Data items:
☆ ☆ ☆ ☆
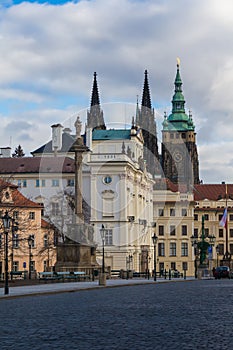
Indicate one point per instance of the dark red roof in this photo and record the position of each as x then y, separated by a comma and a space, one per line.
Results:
18, 199
37, 165
212, 191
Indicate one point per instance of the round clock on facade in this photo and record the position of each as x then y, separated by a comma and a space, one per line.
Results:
177, 156
107, 179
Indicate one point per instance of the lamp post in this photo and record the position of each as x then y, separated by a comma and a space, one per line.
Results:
154, 239
30, 255
202, 245
6, 224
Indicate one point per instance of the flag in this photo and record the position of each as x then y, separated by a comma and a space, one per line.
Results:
223, 221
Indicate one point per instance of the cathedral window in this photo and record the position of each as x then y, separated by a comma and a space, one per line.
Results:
220, 233
161, 230
184, 230
184, 249
172, 230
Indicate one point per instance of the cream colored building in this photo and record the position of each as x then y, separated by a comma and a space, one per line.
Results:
121, 197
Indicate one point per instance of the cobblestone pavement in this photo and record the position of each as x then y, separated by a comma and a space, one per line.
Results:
177, 315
☆ ☆ ☆ ☆
=== Exercise prompt ===
Return only what runs from the line containing "Indicate one point per instance of the cobblestone" to the last line of the records above, both ends included, exactly as written.

=== Solution to this task ===
Indicate one point per instance of the cobblestone pavement in this photo and record the position of each as x then y, separated by a comma and a space, one per line.
Results:
177, 315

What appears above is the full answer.